### Data excerpts ###

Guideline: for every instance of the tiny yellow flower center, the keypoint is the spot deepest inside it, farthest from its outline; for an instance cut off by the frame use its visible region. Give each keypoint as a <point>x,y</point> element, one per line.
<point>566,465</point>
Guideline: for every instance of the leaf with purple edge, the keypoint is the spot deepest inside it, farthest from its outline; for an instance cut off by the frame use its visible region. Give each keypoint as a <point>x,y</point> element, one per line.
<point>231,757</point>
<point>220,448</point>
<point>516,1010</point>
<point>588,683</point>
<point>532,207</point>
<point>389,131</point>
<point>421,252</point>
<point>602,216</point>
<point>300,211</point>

###
### Data excerpts ###

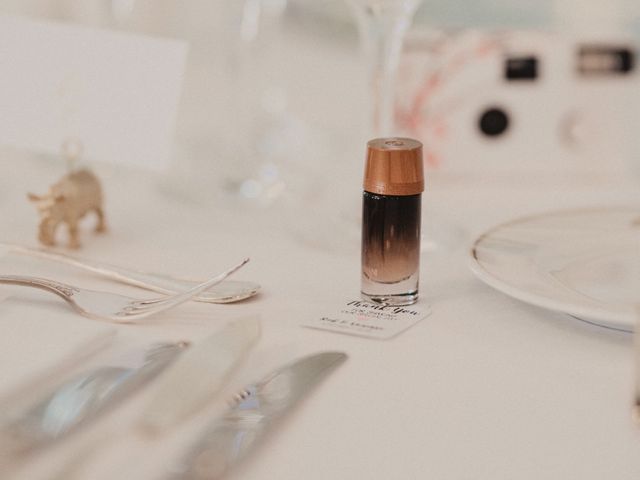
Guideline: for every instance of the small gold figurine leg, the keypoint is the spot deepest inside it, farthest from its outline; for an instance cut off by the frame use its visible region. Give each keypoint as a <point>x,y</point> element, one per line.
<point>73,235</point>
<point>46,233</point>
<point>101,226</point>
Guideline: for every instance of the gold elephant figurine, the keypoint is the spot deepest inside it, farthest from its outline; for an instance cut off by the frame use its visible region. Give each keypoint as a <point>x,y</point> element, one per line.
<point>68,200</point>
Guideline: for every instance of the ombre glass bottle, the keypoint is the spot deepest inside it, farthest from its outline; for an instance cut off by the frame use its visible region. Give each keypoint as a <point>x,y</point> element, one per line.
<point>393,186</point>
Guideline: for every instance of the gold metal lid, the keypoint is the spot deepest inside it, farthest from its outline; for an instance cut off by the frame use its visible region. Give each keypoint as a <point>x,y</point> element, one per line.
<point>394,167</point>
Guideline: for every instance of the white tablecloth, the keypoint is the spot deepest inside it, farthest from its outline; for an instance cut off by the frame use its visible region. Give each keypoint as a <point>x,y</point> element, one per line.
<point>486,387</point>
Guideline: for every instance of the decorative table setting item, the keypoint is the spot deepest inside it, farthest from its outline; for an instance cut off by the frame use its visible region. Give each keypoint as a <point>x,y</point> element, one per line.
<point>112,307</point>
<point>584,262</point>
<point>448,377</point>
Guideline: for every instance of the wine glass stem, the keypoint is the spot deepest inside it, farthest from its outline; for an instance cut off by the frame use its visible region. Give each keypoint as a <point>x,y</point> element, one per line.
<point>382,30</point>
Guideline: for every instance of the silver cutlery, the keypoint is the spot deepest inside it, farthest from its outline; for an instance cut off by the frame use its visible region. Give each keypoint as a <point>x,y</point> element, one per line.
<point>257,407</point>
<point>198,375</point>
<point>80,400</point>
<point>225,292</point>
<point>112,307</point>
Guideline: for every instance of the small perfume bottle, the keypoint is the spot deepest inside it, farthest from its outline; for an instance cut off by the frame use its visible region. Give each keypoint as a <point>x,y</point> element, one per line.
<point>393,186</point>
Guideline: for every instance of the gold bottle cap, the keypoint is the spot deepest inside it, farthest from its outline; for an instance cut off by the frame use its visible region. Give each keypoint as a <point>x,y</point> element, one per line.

###

### [Work instructions]
Out of the data above, set down the lines from the one with "Guideline: for every instance of the small perfume" to the one with "Guideline: for every instance of the gold bottle", both included, exactly as written and with no additions.

### [Reply]
Guideline: for every instance of the small perfume bottle, the keypoint is the spot deepest inside it, farthest from its outline; for an instance cut off by the frame use its visible region. Give each keypoint as a <point>x,y</point> element, one per line.
<point>393,186</point>
Guideline: for every instance of the gold bottle cap, the keypoint is the spot deepest inside it, farthest from its outline; for an instance cut off by the frame use its visible region. Give each keypoint as a <point>x,y</point> element, one per line.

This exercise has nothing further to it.